**Do this**
Please return the entries word for word, from the line containing "Objective — one point per instance of the spire" to the line containing "[[218, 390], [175, 402], [240, 392]]", including both of those lines.

BEGIN Given records

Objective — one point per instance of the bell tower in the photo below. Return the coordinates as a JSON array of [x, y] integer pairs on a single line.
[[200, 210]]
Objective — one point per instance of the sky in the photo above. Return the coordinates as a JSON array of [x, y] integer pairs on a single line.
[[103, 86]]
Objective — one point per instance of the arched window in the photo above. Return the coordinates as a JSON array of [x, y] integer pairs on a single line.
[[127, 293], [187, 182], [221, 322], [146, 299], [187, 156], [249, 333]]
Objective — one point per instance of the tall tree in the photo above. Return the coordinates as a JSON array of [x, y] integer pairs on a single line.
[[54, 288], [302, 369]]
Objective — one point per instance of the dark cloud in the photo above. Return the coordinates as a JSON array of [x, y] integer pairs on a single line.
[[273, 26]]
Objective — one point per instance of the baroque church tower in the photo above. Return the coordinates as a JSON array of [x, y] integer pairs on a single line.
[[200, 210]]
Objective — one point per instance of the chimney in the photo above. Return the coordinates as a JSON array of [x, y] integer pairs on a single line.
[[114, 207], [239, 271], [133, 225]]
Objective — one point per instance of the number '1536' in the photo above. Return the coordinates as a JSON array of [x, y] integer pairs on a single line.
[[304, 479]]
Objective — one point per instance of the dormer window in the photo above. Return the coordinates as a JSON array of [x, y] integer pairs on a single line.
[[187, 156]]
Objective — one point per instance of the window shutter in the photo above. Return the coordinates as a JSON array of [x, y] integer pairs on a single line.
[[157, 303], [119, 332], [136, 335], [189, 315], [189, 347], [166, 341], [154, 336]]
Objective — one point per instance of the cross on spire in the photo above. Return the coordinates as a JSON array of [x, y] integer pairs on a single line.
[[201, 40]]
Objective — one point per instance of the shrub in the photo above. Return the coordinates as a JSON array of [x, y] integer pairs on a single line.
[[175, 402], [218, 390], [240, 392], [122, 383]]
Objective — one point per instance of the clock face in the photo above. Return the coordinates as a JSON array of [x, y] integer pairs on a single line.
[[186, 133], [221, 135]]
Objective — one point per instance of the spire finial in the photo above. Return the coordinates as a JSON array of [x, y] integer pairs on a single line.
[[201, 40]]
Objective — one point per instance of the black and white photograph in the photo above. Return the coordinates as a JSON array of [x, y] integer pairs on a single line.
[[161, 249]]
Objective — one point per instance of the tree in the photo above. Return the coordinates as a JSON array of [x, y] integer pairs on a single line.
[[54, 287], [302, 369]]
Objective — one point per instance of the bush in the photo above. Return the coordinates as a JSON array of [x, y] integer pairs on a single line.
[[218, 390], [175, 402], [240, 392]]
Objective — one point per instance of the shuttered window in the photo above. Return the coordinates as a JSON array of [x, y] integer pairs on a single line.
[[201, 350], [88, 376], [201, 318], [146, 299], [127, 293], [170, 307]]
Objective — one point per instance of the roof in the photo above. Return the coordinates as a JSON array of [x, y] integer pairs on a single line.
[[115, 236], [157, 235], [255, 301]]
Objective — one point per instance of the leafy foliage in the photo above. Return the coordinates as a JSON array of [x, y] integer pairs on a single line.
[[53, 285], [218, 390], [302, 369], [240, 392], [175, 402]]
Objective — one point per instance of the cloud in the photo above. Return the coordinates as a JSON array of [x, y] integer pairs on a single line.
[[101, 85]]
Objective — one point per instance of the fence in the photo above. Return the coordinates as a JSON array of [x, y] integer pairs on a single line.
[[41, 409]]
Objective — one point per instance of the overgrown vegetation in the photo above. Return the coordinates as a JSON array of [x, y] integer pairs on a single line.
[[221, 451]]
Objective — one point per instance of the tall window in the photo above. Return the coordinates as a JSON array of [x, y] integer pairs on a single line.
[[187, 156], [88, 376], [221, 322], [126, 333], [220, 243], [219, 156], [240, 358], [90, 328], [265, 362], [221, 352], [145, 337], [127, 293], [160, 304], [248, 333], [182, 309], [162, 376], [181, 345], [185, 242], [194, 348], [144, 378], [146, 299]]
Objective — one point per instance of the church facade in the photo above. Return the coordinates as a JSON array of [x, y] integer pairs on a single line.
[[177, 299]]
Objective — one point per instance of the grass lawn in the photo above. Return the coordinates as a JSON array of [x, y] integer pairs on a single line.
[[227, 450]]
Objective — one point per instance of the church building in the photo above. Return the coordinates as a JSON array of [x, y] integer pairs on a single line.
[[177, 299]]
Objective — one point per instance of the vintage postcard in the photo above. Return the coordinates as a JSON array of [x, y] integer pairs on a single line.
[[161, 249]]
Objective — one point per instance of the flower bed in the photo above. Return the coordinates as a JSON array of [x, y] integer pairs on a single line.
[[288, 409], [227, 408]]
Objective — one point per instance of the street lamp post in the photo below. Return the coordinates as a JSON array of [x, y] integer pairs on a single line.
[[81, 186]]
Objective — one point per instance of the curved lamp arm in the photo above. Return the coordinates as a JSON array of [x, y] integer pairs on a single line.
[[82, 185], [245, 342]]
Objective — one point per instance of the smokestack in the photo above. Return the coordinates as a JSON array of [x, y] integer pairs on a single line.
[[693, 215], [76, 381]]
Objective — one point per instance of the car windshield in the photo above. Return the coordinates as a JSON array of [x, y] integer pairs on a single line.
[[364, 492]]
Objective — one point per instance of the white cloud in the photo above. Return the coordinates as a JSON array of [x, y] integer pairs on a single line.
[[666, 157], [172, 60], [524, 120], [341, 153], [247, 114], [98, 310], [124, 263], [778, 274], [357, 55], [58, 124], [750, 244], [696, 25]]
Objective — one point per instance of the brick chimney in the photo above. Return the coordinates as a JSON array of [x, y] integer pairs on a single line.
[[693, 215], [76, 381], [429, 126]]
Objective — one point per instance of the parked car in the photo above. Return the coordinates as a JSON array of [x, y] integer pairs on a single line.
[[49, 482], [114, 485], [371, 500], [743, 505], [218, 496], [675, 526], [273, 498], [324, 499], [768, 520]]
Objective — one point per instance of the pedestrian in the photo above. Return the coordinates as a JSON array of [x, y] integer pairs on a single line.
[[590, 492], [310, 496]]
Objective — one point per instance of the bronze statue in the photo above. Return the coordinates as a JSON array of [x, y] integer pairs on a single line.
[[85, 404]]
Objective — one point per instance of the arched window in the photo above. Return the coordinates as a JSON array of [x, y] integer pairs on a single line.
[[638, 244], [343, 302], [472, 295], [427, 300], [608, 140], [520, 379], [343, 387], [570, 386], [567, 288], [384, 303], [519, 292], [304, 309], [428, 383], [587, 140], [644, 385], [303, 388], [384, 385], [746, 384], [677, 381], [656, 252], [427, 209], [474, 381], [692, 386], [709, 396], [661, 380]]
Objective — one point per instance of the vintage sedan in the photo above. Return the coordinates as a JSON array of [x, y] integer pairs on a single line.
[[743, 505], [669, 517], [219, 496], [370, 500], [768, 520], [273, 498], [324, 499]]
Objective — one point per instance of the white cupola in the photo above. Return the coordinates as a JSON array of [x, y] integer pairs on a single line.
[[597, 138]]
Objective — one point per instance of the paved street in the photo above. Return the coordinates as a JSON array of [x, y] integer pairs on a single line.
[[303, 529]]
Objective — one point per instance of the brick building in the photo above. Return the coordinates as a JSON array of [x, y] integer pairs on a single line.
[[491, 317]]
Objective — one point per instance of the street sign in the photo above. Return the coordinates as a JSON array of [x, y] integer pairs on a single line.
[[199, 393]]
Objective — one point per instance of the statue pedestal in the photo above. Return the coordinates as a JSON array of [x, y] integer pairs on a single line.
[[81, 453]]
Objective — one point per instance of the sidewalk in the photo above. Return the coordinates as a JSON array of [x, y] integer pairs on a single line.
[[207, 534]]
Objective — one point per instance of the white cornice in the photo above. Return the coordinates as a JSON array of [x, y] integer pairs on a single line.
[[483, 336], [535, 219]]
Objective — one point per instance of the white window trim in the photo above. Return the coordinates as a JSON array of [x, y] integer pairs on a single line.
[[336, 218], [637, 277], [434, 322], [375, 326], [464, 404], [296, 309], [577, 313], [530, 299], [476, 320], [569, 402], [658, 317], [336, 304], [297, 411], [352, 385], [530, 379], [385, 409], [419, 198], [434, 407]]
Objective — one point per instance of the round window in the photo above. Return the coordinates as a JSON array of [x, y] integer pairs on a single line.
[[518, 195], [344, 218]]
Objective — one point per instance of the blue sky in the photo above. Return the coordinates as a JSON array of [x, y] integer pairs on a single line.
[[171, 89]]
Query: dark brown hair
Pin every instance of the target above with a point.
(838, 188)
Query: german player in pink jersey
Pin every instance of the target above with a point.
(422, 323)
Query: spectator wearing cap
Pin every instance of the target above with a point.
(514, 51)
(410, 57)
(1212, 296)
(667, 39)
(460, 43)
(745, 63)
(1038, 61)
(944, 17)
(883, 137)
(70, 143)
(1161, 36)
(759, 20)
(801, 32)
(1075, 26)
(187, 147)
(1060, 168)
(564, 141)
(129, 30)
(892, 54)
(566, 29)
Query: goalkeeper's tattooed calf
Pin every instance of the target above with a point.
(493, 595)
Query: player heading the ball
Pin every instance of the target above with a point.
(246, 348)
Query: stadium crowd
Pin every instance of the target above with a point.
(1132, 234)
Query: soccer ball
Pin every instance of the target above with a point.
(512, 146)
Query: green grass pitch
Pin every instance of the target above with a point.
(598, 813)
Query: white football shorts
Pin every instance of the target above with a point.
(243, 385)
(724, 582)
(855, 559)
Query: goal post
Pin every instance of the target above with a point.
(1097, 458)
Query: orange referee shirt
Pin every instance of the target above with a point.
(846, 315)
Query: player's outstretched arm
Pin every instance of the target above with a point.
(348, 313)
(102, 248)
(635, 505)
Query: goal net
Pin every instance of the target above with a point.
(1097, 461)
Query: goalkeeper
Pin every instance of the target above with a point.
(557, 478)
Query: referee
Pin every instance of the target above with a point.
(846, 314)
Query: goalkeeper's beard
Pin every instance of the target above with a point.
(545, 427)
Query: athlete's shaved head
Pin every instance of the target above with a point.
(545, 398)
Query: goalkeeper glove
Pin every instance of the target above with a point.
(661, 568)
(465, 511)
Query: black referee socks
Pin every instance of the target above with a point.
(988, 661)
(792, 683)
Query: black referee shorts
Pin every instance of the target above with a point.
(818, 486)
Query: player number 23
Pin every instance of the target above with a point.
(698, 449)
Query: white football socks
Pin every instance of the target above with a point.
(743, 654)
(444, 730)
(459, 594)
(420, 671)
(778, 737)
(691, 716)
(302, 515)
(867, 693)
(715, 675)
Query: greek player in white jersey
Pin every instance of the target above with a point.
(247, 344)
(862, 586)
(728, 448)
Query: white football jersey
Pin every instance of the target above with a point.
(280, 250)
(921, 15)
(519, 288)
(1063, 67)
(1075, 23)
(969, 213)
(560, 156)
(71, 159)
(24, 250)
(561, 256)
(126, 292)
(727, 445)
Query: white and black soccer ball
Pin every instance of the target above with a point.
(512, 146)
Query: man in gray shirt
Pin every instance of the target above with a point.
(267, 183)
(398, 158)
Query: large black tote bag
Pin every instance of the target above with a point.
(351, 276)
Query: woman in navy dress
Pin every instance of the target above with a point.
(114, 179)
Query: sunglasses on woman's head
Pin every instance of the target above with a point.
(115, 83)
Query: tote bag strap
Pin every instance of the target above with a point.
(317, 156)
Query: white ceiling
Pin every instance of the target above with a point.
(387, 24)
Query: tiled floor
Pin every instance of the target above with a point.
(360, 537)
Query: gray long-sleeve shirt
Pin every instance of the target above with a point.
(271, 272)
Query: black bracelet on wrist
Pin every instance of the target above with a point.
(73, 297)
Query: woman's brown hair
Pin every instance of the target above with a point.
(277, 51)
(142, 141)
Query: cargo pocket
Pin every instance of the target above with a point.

END Given records

**Answer to this exercise**
Objective — one point per instance of the spire finial in the photo above. Return the coordinates as a JSON array of [x, y] integer pairs on a single line.
[[201, 40]]
Objective — one point per instance of the black and white photograph in the photo above. Return the coordinates as a JSON array of [x, y] integer pairs on a single line.
[[161, 249]]
Objective — one point per instance of the tree in the photo above. Return the coordinates as a JSON array of [x, y] integer pairs on a single line.
[[54, 287], [302, 369]]
Objective — one point per instance of the bush in the photo above. Return the coordinates as a JSON array of [x, y] integer pairs on a single line.
[[218, 390], [175, 402], [240, 392]]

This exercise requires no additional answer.